* **WHAT YOU NEED TO DO**: Transcribe the article below about the EPA's violation findings against Puna Geothermal Venture, word for word and in full.

*** ARTICLE ***

POHOIKI, Hawaii – The U.S. Environmental Protection agency has cited Puna Geothermal Venture for 14 violations.
The EPA began an investigation into PGV’s compliance with the Clean Air Act, following a March 13, 2013 hydrogen sulfide release.
The release was of concern to residents living in the surrounding community and was the topic of a heated community meeting held in Pahoa, organized by the Puna Pono Alliance.
Now – over a year later – the EPA says PGV failed to perform or document important inspections or tests, and failed to maintain a safe facility taking such steps as are necessary to prevent releases. Of the 14 violations at the geothermal plant, most were past violations that were corrected in 2010.
DOCUMENT: Finding of Violations
Here is a transcription of the EPA Finding of Violations document, staring with page 2. CAA stands for Clean Air Act, RMP means Risk Management Program, and CFR is Code of Federal Regulations.
CAA 112(r)(7) RMP FINDINGS:
FINDING 1: APPLICABILITY (40 CFR §68.10)
Requirement found at Subpart A – General – Applicability, 40 CFR § 68.10(d) and 68.10(d)(2). A covered process is subject to Program 3 if (1) the process does not meet the eligibility requirements for Program 1 and (2) the covered process is subject to the OSHA process safety management standard.

*** SUPPLIED MATERIAL ***

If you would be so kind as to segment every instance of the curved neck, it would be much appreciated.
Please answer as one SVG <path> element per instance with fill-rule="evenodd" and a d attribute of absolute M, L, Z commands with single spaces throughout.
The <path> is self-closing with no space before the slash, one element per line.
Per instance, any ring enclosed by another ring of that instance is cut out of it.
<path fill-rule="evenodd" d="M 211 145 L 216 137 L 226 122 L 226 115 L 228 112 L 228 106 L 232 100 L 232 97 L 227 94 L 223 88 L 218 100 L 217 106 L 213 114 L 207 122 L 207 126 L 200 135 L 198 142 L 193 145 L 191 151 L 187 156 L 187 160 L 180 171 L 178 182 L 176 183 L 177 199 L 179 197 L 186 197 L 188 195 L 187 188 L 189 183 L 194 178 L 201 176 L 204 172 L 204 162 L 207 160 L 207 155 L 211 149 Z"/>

***

* **FINAL RESULT**:
POHOIKI, Hawaii – The U.S. Environmental Protection agency has cited Puna Geothermal Venture for 14 violations.
The EPA began an investigation into PGV’s compliance with the Clean Air Act, following a March 13, 2013 hydrogen sulfide release.
The release was of concern to residents living in the surrounding community and was the topic of a heated community meeting held in Pahoa, organized by the Puna Pono Alliance.
Now – over a year later – the EPA says PGV failed to perform or document important inspections or tests, and failed to maintain a safe facility taking such steps as are necessary to prevent releases. Of the 14 violations at the geothermal plant, most were past violations that were corrected in 2010.
DOCUMENT: Finding of Violations
Here is a transcription of the EPA Finding of Violations document, staring with page 2. CAA stands for Clean Air Act, RMP means Risk Management Program, and CFR is Code of Federal Regulations.
CAA 112(r)(7) RMP FINDINGS:
FINDING 1: APPLICABILITY (40 CFR §68.10)
Requirement found at Subpart A – General – Applicability, 40 CFR § 68.10(d) and 68.10(d)(2). A covered process is subject to Program 3 if (1) the process does not meet the eligibility requirements for Program 1 and (2) the covered process is subject to the OSHA process safety management standard.